WHAT YOU NEED TO DO: Copy out only the span from the line with "Locate the colored" to the end of the data, both ends kept, word for word.

DATA PROVIDED: Begin

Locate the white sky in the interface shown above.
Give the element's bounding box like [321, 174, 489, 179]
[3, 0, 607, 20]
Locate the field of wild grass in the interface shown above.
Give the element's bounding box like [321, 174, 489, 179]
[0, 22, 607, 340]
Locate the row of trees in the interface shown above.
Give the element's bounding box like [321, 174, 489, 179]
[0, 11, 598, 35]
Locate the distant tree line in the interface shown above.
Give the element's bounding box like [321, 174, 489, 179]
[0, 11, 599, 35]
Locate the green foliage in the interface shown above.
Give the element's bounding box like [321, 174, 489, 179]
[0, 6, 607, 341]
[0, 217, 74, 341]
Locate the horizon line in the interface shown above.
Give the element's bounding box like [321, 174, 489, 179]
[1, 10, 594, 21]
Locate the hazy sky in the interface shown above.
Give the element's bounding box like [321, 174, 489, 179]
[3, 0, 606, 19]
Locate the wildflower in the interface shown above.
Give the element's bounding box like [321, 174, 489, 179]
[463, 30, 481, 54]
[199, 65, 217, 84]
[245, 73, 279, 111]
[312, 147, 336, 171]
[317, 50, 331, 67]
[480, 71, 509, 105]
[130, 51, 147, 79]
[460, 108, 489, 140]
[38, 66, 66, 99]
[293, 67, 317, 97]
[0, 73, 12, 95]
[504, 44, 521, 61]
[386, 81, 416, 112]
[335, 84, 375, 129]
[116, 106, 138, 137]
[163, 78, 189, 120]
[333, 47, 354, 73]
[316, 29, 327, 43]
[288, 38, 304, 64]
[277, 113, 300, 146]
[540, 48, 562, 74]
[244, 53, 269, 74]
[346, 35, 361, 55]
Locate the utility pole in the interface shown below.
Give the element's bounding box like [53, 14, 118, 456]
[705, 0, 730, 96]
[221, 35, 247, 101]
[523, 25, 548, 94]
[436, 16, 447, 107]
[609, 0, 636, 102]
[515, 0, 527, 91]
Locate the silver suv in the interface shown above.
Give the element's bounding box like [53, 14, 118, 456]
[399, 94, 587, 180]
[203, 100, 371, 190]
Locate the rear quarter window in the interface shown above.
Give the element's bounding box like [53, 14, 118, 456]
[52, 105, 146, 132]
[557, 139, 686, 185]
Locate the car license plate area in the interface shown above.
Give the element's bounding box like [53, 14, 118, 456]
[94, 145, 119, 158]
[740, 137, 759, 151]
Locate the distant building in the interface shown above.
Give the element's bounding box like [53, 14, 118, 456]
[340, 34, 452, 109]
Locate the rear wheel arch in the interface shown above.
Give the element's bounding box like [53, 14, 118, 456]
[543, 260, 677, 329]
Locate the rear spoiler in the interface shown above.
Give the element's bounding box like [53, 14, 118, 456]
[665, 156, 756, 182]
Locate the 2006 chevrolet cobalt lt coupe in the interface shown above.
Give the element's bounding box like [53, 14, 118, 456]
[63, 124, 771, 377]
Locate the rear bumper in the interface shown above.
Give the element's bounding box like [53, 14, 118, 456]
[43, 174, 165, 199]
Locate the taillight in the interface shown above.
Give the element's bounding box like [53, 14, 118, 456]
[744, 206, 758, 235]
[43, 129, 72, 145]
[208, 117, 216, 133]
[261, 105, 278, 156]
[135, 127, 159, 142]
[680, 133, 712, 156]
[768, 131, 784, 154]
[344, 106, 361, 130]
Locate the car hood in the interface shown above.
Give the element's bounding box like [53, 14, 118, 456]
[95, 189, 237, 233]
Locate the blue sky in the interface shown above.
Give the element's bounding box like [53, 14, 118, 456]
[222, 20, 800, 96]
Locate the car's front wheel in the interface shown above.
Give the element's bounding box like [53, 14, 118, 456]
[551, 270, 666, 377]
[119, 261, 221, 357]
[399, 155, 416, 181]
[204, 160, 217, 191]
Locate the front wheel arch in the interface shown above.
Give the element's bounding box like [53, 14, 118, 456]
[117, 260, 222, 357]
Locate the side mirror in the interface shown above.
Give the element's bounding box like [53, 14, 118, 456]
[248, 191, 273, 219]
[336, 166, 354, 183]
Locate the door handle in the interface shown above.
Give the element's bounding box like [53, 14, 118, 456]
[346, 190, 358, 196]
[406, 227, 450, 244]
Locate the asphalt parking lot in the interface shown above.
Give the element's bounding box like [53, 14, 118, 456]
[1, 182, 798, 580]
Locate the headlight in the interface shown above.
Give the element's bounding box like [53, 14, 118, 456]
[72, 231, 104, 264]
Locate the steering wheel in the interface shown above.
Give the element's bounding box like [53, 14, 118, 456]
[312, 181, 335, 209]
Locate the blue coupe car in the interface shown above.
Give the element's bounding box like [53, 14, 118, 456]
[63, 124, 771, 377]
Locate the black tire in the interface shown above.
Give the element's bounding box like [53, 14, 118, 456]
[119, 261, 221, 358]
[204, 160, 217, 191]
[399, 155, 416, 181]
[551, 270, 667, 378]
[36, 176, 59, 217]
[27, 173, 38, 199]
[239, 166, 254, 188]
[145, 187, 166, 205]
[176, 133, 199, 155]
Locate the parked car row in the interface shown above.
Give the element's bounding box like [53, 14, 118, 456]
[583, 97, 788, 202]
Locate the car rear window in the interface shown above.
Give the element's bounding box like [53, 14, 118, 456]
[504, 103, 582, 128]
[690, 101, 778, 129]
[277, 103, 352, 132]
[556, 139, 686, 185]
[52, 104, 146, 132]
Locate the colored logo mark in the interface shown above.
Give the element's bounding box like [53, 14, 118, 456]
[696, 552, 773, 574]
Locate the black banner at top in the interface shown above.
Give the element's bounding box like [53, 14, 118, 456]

DATA PROVIDED: End

ANSWER SECTION:
Locate the colored logo mark in the interface shown above.
Give the element's bounding box like [53, 14, 118, 456]
[696, 552, 773, 574]
Locate the black banner at top in the interface shown above.
Give the element's bounding box like [53, 14, 118, 456]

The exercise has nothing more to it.